◆ Activity 1 ◆
Print the part of the bear evolution text starting at "By analyzing the" and ending at "from brown bears.".
◆ Activity 2 ◆
Answer these questions from the bear evolution text:
(a) When do the experts estimate polar and brown bears started to become distinct species?
(b) How many modern polar and brown bears had their genomes analyzed?
(c) Compared with brown bears, how much genetic diversity do polar bears have?

◆ Source text ◆
***

Untangling the history of polar bears and brown bears

A new study led by the University of Buffalo has explored the intertwined evolutionary history of polar bears and brown bears. The experts estimate that polar and brown bears started to become distinct species between 1.3 and 1.6 million years ago, but they continued to mate with each other for quite some time. Thus, rather than simple splitting events, the species histories of polar and brown bears hide convoluted stories of divergence and interbreeding, similar to those that complicate human evolutionary history.

“The formation and maintenance of species can be a messy process,” said study lead author Professor Charlotte Lindqvist. “What’s happened with polar bears and brown bears is a neat analog to what we’re learning about human evolution: that the splitting of species can be incomplete.” 

“As more and more ancient genomes have been recovered from ancient human populations, including Neanderthals and Denisovans, we’re seeing that there was multidirectional genetic mixing going on as different groups of archaic humans mated with ancestors of modern humans. Polar bears and brown bears are another system where you see this happening.”

By analyzing the genomes of 64 modern polar and brown bears, as well as that of a polar bear which lived 115,000 to 130,000 years ago in Norway’s Svalbard archipelago – its DNA was extracted from a tooth attached to a subfossil jawbone – Professor Lindqvist and her colleagues discovered a complicated, intertwined evolutionary history among brown and polar bears, with the main direction of gene flow going into polar bears from brown bears. 

Moreover, after becoming a distinct species, polar bears endured dramatic population decline and a prolonged genetic bottleneck, leaving them with much less genetic diversity than brown bears.

***

◆ Provided records ◆
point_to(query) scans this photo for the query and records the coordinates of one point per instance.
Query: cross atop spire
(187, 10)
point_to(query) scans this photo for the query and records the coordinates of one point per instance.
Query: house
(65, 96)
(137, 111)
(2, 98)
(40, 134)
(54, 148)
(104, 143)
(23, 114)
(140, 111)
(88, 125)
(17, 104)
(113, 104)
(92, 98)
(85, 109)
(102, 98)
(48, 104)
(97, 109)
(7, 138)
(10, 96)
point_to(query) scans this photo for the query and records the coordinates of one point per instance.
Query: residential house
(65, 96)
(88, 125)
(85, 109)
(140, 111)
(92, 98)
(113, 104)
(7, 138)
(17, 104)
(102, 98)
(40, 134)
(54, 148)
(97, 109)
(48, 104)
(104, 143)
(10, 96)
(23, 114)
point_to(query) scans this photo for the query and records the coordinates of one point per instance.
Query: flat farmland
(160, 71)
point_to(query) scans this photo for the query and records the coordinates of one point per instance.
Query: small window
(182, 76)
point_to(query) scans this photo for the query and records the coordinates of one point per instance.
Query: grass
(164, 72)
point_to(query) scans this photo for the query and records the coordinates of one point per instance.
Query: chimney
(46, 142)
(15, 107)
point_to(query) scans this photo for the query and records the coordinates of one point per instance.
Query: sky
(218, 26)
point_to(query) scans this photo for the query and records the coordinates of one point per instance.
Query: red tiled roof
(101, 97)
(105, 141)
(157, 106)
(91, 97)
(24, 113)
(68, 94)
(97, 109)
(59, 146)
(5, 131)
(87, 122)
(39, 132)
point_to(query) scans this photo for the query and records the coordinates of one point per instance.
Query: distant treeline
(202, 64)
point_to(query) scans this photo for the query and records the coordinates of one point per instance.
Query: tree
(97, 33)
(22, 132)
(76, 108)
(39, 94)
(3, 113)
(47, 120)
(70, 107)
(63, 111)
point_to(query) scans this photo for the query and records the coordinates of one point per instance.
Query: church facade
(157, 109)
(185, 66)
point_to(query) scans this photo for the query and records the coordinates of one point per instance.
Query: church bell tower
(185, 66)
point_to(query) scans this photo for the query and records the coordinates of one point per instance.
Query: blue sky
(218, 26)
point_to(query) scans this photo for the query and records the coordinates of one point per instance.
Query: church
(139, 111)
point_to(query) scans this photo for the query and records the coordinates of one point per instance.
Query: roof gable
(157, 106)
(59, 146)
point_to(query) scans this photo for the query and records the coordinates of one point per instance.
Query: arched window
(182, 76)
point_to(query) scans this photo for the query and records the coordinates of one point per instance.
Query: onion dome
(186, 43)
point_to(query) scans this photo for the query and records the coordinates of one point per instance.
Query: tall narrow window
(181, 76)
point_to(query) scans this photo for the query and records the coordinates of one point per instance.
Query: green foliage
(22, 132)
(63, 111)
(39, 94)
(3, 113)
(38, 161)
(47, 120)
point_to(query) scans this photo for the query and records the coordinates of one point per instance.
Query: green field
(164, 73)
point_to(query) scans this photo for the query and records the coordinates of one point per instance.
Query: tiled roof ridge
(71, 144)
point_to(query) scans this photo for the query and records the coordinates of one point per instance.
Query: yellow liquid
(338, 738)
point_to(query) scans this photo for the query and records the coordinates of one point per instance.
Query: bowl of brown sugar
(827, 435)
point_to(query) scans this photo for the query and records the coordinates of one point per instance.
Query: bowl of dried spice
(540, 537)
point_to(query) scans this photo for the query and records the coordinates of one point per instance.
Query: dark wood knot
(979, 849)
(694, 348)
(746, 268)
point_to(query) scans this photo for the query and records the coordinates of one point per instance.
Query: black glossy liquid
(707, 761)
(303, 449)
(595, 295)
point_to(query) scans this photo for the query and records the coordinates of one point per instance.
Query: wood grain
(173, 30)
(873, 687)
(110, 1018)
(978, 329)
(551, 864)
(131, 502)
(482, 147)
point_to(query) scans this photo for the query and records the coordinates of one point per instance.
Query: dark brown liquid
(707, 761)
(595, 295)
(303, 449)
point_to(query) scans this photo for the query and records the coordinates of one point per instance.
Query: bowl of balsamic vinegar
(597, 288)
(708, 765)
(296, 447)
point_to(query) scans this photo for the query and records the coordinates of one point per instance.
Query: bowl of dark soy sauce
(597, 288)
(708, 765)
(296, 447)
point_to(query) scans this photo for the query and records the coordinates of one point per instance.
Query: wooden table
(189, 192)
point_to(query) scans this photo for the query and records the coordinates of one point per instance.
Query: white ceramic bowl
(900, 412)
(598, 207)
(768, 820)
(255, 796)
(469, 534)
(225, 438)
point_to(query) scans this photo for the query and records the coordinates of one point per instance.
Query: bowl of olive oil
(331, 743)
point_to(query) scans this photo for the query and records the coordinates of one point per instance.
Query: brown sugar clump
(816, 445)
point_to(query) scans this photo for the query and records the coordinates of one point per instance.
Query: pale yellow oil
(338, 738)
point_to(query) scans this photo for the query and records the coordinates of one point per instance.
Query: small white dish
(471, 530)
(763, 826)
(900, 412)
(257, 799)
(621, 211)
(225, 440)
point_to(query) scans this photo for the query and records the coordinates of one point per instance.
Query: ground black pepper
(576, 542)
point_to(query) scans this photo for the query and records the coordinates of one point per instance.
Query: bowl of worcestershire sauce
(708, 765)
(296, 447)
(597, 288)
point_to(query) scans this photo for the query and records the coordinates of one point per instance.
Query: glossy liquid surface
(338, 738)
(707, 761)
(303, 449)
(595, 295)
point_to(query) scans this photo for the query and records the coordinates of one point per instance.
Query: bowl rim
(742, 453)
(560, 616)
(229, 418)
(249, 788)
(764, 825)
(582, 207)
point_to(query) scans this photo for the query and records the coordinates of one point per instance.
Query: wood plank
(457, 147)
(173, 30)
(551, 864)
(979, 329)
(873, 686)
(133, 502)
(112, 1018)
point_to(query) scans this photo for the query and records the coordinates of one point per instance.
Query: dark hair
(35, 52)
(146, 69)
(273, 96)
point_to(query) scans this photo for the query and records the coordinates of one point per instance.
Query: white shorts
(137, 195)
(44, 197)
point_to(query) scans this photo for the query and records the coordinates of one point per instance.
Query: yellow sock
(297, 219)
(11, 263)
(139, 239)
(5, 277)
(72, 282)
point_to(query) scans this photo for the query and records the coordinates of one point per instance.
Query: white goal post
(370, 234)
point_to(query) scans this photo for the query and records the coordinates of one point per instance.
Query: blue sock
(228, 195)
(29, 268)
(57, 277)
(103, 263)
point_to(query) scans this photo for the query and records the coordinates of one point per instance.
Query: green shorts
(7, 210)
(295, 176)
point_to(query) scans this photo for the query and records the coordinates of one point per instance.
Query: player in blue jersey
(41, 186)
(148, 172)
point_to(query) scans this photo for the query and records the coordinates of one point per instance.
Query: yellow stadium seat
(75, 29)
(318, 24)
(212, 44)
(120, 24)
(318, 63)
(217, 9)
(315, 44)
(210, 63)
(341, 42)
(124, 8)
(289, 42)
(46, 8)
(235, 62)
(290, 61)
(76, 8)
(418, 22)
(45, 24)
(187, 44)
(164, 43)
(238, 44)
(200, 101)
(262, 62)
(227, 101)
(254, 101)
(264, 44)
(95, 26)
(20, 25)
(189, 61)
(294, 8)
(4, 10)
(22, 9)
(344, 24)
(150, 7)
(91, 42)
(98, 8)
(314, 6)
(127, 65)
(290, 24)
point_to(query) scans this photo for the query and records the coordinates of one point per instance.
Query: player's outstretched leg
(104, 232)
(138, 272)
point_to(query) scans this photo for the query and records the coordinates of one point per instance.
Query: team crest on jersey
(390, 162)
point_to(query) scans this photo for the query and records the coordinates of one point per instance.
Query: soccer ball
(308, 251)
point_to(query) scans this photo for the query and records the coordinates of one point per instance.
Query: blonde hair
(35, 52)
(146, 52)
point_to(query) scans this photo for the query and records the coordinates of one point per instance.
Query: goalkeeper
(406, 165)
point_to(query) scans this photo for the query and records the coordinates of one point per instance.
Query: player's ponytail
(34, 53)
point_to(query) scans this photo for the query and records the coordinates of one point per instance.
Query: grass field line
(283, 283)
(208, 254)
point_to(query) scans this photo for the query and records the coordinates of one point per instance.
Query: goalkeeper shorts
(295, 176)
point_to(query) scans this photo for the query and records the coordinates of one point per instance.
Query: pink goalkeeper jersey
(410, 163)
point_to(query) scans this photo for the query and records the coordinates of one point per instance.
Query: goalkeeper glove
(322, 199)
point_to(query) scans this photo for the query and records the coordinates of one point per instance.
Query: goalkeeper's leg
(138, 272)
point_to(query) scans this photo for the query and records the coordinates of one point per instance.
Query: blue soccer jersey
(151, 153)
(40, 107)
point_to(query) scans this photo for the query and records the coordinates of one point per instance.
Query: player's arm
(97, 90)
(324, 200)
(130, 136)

***

◆ Expected output 1 ◆
By analyzing the genomes of 64 modern polar and brown bears, as well as that of a polar bear which lived 115,000 to 130,000 years ago in Norway’s Svalbard archipelago – its DNA was extracted from a tooth attached to a subfossil jawbone – Professor Lindqvist and her colleagues discovered a complicated, intertwined evolutionary history among brown and polar bears, with the main direction of gene flow going into polar bears from brown bears.

◆ Expected output 2 ◆
(a) Between 1.3 and 1.6 million years ago.
(b) 64.
(c) Much less.